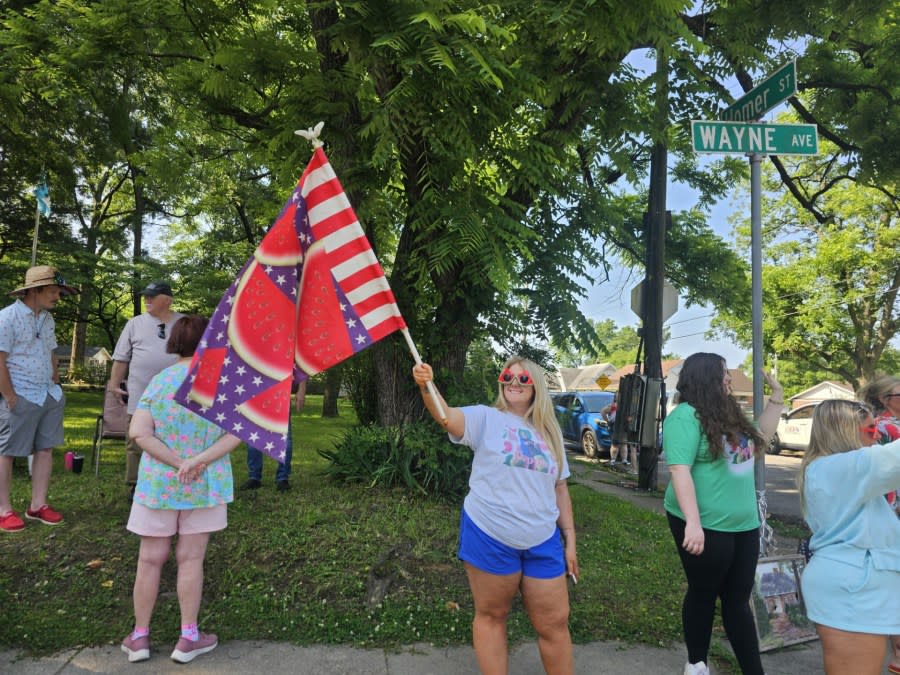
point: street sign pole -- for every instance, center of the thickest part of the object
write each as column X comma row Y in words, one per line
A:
column 759, row 466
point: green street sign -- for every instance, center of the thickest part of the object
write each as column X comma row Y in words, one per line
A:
column 776, row 88
column 764, row 139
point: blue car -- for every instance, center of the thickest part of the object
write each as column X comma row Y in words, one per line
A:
column 578, row 413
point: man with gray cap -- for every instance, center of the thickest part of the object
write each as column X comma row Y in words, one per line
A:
column 32, row 403
column 140, row 354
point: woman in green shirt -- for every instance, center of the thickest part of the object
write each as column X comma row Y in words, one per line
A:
column 710, row 445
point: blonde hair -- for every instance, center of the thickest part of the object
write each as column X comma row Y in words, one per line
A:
column 835, row 429
column 875, row 390
column 540, row 414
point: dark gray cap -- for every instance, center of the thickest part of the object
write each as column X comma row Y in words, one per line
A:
column 158, row 288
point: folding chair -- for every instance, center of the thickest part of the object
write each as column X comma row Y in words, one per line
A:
column 111, row 424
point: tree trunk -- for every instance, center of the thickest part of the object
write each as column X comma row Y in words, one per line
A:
column 333, row 378
column 137, row 226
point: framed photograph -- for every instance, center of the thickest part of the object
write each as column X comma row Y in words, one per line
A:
column 777, row 603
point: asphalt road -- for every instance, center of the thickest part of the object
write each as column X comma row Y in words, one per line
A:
column 782, row 495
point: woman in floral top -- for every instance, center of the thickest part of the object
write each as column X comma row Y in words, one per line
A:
column 184, row 485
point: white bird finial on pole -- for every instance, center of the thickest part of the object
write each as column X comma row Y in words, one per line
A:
column 312, row 134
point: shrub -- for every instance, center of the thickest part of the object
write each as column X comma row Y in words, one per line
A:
column 416, row 456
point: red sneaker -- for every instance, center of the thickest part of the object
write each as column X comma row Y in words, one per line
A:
column 11, row 522
column 45, row 514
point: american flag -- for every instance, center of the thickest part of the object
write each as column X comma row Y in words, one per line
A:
column 312, row 295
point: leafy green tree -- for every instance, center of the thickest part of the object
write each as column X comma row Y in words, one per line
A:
column 620, row 346
column 831, row 279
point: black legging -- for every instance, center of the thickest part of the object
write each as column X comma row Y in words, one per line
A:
column 726, row 569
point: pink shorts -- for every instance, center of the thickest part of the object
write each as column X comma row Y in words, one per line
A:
column 148, row 522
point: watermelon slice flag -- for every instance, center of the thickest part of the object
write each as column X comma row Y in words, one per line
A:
column 312, row 295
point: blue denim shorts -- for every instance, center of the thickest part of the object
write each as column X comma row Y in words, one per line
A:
column 544, row 561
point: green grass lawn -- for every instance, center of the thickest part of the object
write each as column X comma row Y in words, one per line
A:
column 295, row 567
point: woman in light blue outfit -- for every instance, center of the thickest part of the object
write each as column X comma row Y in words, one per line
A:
column 852, row 583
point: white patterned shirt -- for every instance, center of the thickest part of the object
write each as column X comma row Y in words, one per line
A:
column 29, row 340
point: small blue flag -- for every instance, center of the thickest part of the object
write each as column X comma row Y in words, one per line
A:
column 42, row 193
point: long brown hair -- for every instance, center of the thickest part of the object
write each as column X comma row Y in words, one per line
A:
column 701, row 384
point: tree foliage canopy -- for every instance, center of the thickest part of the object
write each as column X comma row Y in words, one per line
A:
column 495, row 152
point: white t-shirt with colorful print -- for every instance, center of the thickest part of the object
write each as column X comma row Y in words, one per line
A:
column 187, row 434
column 512, row 487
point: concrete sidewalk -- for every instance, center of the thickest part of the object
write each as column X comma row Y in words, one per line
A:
column 596, row 658
column 245, row 657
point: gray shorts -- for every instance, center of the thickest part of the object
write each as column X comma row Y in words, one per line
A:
column 29, row 427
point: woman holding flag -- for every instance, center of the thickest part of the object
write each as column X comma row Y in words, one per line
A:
column 517, row 531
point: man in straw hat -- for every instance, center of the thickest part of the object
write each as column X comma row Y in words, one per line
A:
column 31, row 407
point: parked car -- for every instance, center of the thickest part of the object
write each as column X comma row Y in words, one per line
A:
column 578, row 413
column 793, row 430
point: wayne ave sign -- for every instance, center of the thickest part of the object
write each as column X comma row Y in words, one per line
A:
column 763, row 139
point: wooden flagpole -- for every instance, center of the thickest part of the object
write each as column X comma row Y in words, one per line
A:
column 429, row 384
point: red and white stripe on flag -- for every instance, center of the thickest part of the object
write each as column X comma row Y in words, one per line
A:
column 353, row 263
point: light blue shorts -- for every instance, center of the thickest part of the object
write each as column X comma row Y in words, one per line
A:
column 479, row 549
column 852, row 598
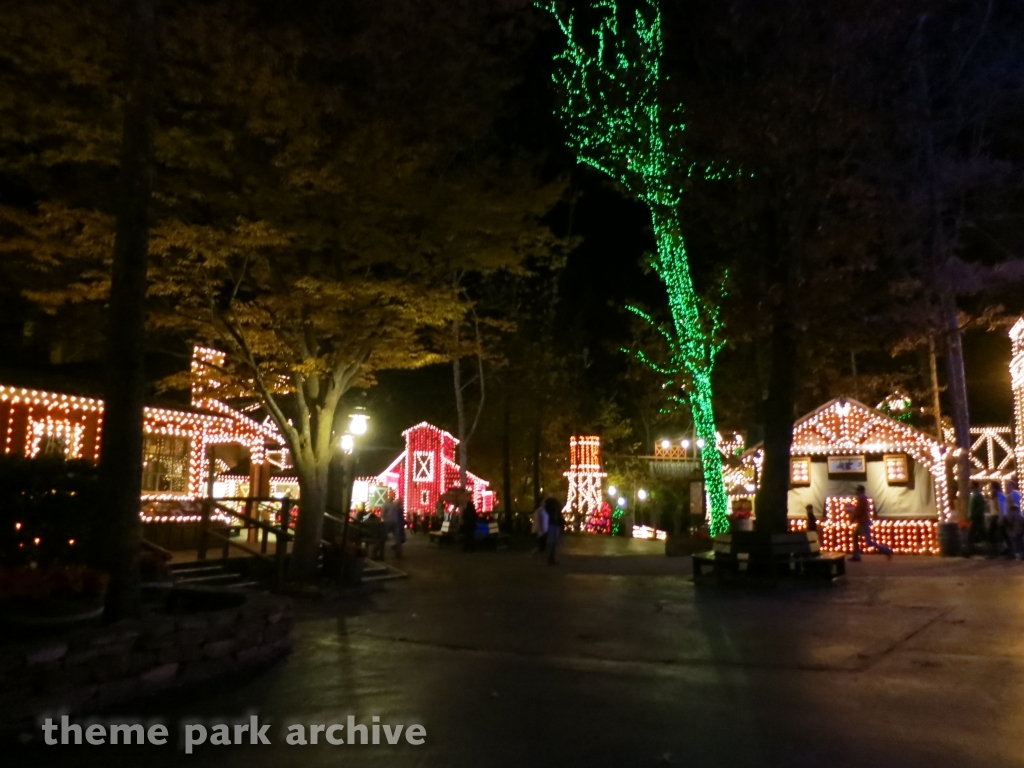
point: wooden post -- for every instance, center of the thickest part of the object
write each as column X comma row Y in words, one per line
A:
column 204, row 525
column 281, row 553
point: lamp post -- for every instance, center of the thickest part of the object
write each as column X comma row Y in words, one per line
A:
column 347, row 444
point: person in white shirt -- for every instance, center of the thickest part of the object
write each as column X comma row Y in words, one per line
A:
column 541, row 527
column 1015, row 520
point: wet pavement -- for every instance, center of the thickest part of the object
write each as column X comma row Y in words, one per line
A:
column 614, row 658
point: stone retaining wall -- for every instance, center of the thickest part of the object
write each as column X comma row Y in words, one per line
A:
column 90, row 669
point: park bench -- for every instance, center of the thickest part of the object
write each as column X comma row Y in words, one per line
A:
column 487, row 538
column 797, row 555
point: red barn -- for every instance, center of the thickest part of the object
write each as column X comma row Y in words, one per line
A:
column 427, row 468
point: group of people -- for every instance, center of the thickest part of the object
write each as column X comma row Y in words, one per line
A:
column 549, row 524
column 996, row 523
column 390, row 523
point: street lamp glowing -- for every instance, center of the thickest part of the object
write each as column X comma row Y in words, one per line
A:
column 357, row 424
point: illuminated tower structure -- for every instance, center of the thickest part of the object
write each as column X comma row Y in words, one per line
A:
column 584, row 499
column 1017, row 382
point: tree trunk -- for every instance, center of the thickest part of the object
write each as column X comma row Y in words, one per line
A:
column 538, row 442
column 936, row 401
column 773, row 491
column 460, row 407
column 309, row 525
column 778, row 406
column 118, row 534
column 507, row 462
column 957, row 394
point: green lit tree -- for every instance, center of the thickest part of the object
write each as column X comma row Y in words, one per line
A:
column 610, row 76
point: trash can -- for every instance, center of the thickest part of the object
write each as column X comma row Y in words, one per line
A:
column 949, row 539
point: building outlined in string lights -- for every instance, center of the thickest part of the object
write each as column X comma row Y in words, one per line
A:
column 585, row 475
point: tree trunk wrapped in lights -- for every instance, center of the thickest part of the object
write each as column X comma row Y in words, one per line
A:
column 615, row 123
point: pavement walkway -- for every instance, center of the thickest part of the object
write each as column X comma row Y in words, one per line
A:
column 613, row 657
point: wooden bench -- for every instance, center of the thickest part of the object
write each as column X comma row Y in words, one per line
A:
column 817, row 566
column 493, row 539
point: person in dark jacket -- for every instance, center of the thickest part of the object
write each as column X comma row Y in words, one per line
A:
column 812, row 521
column 556, row 526
column 469, row 527
column 976, row 508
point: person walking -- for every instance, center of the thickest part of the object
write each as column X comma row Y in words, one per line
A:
column 996, row 520
column 812, row 521
column 1015, row 520
column 861, row 518
column 469, row 527
column 976, row 515
column 541, row 527
column 556, row 526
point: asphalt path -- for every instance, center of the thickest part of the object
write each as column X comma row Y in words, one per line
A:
column 613, row 657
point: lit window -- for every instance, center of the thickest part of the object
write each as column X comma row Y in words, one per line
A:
column 897, row 469
column 800, row 470
column 423, row 466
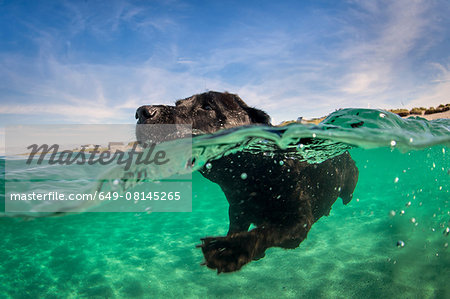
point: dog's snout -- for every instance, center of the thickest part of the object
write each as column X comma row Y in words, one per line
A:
column 145, row 112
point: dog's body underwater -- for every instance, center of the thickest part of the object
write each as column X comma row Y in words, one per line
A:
column 281, row 196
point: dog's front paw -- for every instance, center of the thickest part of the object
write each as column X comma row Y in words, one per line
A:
column 226, row 254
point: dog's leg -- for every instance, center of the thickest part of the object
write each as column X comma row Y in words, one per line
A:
column 230, row 253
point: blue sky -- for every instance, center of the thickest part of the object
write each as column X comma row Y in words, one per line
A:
column 97, row 61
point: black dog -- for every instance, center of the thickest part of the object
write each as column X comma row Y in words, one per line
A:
column 282, row 197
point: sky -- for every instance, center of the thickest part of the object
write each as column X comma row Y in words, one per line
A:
column 89, row 62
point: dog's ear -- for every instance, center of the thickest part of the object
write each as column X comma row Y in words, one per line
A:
column 258, row 116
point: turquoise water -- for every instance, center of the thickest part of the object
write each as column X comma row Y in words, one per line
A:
column 402, row 195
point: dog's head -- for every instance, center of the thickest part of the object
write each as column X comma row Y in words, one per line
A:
column 207, row 112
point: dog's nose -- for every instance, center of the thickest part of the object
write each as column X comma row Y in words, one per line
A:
column 145, row 112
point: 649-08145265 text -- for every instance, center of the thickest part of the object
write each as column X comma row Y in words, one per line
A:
column 103, row 196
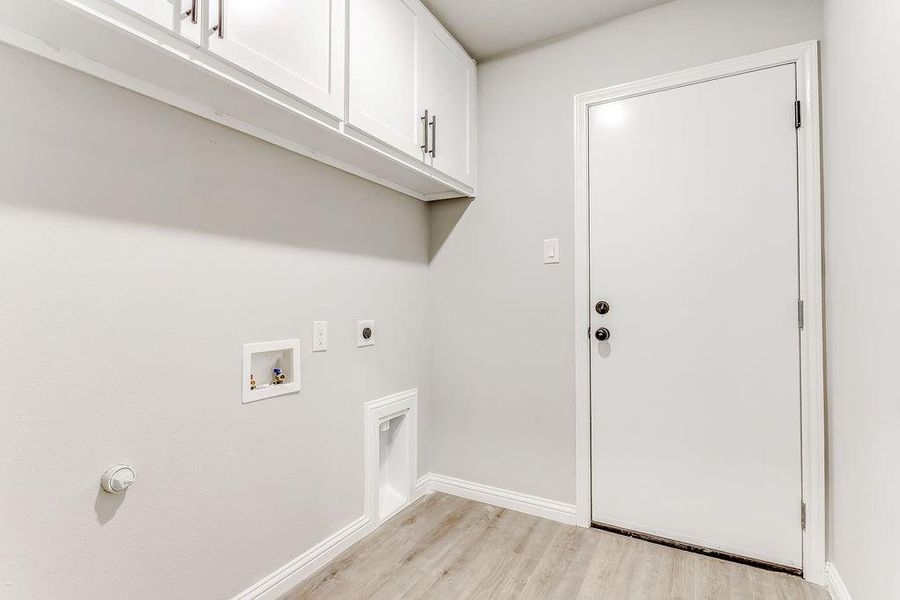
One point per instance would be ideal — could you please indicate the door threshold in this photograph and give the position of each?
(736, 558)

==============================

Exercise objective
Copy the rows word for word, from their first line through the line containing "column 140, row 354", and leave the pictures out.

Final result
point: street sign pole -- for every instance, center of the thickest part of the object
write each as column X comma row Y in words, one per line
A:
column 759, row 466
point: green street sign -- for every instance, center of the thickest part of the object
write each as column X comma row Y in words, one per line
A:
column 776, row 88
column 764, row 139
point: blue car -- for every instance, center of the thickest part of the object
write each as column X comma row Y in words, one per line
A:
column 578, row 413
point: man with gray cap -- for every instance, center of the thickest part of the object
write each as column X comma row Y in words, one per line
A:
column 32, row 403
column 140, row 354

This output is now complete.